-- Extract to read --
(begin)

The “total shock” on the part of Industry Minister Tony Clement, who immediately assembled an ad hoc panel of three female academics to reassure the public that there was “no deliberate attempt to shut out women,” makes it equally obvious that the sexism is systemic.

But behind these failings lies another that is not so obvious — that is our fetishization of “academic stars.” This is not just the language of the press; two of our new Canada Excellence Research Chair appointees are described as “stellar,” and two as “rising stars,” on the CERC website. The essence of the star system is to romanticize individual performers while (and by) underplaying the contributing role of their teams, institutions, and other support networks.

The prevalence of this system in popular entertainment and spectator sports can be blamed on the blindness of markets. There is no such excuse for its recent institution in our universities, which are supposed to be governed by politicians and administrators.

How wise are the existing Canada Research Chair program, the CERC program, and allied star systems by which our governors have channeled all direct federal funding to post-secondary education since the end of transfer payments in the mid 1990s? Let us count their failings.

Poaching experts from other universities does not produce expertise — it only moves it around. It may boost the research profile of University X, or even of Canada, but it nets nothing in new research. It is basically a high-level form of beggar-your-neighbour.

Concentrating funding (in this case $190 million) on a few stars also removes that funding from broad distribution — and ultimately from (a) teaching and (b) research among the “rank and file.” This comes down to purchasing ready-made expertise from elsewhere for short-term gains in lieu of growing our own for the long term. And it mistakes the primary purpose of a research university, which is not to house a few hotshots but to teach and develop critical and research capacities on a broad and continuing basis.

Those who are being taught and those who continue to teach and carry out 99 per cent of day-to-day university research include almost all of our younger scholars. They represent the real potential in our universities that has not yet had sufficient time to fully emerge. In diverting our (already dwindling) funds from this potential already in our own systems, we are not merely failing to grow our own, but may actually be hampering the development of potentials we have a responsibility to develop.

Conversely, the “stars” we are purchasing are known quantities. Given the costs to purchase them, they have to be. In some cases, their best work may even be behind them. The star-system represents an intrinsically conservative (in the sense of timid) ethos of betting on past winners.

Closely related is the fact that such lavish outlays ($10 million a researcher) are offered only for “specific areas that fit the government’s innovation agenda,” such as the auto industry. The problem here is not just that such agendas may represent more hindsight than foresight, but that we are talking about university research, whereas purchasing proven expertise with an eye to practical — and in some cases industrial — application is the corporate model of R&D.

(end)

-- Recorded information --

(begin)

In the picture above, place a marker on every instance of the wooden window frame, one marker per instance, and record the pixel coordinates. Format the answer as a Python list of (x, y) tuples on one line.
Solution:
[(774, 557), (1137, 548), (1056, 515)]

(end)

-- Exercise --
List every word or phrase that the commentary on Canada's research chairs puts inside quotation marks, in the order they appear.

-- Completed exercise --
total shock
no deliberate attempt to shut out women
academic stars
stellar
rising stars
rank and file
stars
specific areas that fit the government's innovation agenda